● TASK PROMPT
Beginning at the top of the data below, write out every line exactly until you reach the line with "Spot the double-hung", and include that line.

(Stored records)
● ● ● ●

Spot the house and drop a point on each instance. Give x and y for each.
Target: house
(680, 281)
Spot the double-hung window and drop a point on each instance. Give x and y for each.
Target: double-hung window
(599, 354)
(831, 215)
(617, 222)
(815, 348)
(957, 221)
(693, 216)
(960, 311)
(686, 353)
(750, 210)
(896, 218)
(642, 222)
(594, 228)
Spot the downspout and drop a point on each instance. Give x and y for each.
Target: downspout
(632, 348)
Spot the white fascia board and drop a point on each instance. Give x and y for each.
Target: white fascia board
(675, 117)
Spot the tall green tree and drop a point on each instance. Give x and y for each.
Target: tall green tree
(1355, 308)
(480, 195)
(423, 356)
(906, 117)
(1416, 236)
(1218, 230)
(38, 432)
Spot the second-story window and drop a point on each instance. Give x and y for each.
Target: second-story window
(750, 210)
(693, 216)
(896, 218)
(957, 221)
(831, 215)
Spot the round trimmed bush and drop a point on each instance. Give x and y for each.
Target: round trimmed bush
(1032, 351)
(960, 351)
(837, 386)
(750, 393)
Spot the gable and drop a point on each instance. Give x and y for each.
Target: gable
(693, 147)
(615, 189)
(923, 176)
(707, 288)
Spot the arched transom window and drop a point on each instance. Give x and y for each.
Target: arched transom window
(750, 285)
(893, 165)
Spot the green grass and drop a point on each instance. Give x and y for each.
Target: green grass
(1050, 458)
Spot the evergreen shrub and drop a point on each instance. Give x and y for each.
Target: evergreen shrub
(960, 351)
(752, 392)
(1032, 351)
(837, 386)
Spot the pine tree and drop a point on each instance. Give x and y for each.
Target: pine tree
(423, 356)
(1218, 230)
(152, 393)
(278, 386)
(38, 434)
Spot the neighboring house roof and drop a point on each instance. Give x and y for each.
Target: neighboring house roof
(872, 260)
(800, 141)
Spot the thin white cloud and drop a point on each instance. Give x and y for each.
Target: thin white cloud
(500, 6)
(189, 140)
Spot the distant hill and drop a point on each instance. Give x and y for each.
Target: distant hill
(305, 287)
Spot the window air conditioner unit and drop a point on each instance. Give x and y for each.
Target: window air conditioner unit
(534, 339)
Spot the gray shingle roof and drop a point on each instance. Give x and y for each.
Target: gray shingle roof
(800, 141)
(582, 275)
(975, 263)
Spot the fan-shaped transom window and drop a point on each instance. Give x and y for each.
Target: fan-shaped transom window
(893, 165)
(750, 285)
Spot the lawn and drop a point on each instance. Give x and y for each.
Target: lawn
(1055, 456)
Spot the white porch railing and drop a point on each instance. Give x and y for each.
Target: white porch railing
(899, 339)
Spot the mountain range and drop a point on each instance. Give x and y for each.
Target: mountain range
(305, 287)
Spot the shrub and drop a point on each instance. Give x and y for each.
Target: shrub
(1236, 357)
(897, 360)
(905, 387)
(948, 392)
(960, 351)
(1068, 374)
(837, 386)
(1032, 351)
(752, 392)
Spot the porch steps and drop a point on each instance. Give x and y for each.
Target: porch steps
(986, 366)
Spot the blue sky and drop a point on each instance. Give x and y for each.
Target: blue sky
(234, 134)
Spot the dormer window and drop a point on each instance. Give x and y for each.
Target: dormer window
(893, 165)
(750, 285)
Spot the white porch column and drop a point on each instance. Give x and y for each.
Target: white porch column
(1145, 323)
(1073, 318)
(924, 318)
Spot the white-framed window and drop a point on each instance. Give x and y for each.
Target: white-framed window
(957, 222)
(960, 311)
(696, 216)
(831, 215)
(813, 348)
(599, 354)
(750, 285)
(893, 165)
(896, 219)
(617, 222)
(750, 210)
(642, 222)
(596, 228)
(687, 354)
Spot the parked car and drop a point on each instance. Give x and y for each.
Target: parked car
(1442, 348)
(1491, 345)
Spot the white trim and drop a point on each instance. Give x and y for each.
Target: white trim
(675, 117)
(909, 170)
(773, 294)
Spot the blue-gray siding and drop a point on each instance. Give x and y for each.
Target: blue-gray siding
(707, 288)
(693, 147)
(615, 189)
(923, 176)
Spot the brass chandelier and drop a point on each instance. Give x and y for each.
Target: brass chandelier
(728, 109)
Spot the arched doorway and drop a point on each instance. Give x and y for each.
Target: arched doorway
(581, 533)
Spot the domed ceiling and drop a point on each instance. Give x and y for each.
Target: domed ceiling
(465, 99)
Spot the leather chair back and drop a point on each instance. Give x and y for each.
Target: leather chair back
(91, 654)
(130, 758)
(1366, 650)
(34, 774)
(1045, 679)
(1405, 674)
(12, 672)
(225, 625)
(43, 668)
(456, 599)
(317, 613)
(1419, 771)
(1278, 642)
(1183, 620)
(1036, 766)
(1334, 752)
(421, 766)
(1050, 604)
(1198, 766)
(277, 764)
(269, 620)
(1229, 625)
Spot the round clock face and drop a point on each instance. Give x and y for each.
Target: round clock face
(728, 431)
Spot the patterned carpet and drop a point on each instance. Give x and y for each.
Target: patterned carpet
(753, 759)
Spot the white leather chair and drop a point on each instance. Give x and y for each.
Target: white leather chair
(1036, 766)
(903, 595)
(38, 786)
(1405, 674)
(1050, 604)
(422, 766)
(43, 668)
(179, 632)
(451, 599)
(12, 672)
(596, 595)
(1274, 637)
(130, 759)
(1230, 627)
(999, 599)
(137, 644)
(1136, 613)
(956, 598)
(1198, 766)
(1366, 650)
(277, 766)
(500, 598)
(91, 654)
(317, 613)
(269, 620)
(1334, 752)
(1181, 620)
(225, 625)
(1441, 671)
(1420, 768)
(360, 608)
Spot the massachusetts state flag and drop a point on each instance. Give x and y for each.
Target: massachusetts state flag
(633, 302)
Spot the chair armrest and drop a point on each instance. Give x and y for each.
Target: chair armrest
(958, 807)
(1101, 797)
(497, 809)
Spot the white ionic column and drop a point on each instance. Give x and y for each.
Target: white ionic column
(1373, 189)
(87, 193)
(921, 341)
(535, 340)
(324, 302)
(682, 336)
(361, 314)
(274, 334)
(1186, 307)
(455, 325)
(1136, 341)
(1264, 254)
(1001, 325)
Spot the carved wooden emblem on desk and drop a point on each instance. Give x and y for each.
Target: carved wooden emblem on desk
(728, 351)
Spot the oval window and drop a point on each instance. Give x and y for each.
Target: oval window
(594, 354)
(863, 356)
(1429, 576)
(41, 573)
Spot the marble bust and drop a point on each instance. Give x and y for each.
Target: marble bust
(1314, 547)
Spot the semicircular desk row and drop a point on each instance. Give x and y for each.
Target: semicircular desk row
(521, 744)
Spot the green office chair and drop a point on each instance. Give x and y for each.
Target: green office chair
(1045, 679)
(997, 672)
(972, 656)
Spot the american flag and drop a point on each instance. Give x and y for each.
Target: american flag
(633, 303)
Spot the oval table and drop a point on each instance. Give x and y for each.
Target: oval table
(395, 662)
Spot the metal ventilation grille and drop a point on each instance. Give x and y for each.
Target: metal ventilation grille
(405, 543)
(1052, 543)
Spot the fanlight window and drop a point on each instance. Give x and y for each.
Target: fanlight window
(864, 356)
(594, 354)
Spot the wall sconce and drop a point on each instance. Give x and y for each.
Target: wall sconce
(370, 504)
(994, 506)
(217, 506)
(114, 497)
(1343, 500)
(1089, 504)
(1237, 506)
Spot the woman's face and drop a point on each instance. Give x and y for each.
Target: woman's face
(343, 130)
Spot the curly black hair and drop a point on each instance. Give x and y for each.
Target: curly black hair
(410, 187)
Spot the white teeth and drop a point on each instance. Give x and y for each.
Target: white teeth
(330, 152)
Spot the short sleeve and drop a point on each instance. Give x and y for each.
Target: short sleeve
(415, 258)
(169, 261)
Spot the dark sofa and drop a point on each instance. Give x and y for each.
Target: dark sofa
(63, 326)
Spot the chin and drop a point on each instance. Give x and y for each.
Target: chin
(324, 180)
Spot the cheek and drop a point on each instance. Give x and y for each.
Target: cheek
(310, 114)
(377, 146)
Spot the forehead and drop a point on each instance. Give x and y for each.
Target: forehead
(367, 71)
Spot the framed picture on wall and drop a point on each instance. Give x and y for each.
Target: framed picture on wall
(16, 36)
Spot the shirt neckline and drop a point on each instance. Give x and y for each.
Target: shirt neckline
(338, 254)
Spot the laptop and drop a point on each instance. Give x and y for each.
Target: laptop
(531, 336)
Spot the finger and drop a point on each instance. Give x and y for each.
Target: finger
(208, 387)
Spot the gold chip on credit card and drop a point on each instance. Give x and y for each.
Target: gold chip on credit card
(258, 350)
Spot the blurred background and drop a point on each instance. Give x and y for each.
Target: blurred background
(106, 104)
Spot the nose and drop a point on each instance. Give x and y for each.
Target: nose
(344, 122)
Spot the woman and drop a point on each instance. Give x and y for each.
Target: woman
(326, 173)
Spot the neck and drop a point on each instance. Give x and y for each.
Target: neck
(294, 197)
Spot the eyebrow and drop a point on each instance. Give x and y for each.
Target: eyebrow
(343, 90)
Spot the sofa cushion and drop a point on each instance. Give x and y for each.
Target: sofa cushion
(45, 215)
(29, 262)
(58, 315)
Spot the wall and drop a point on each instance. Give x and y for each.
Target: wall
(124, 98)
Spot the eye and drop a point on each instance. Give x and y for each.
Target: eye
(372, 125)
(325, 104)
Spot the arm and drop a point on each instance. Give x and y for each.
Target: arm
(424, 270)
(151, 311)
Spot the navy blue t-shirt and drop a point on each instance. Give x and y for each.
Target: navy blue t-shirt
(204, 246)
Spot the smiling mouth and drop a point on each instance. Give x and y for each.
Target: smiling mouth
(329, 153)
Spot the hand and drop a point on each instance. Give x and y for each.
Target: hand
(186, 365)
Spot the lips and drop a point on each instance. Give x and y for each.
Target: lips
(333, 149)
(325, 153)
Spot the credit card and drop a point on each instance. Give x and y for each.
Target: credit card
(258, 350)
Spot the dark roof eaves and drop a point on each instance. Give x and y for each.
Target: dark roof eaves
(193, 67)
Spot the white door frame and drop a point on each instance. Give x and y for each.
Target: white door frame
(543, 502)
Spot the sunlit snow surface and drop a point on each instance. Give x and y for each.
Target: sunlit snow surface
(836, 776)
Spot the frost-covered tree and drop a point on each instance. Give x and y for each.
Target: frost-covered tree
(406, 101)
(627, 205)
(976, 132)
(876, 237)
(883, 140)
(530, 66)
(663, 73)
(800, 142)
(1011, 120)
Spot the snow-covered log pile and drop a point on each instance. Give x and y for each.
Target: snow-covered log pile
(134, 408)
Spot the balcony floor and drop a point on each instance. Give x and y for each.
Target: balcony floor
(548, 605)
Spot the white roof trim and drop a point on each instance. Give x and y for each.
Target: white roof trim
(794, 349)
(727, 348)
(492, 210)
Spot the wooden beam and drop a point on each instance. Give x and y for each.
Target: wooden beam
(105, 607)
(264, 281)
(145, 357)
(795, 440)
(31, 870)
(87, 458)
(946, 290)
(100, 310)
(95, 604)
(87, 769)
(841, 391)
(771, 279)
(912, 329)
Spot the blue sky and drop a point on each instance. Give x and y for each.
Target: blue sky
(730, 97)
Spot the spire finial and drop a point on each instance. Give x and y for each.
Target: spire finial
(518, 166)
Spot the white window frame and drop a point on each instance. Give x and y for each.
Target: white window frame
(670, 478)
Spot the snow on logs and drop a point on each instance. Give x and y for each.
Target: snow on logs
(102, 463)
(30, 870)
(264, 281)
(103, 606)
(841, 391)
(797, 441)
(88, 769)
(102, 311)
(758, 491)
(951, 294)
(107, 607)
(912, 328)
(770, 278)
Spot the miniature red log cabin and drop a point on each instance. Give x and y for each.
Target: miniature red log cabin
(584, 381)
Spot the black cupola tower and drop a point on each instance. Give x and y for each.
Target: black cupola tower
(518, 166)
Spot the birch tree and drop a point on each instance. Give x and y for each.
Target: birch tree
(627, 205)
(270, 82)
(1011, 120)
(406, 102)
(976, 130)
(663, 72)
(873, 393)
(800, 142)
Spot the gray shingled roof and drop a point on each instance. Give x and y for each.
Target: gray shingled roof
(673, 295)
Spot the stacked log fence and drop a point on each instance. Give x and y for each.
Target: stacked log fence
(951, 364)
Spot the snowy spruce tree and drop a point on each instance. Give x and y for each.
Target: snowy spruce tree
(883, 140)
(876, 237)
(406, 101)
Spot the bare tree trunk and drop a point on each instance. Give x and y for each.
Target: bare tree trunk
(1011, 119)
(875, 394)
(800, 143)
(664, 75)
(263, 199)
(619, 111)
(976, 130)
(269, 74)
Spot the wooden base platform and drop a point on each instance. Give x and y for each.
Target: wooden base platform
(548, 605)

● ● ● ●

● WRITTEN ANSWER
Spot the house and drop a point on each instance. Give x and y for each.
Target: house
(680, 281)
Spot the double-hung window and drop a point on each instance. Give x and y for each.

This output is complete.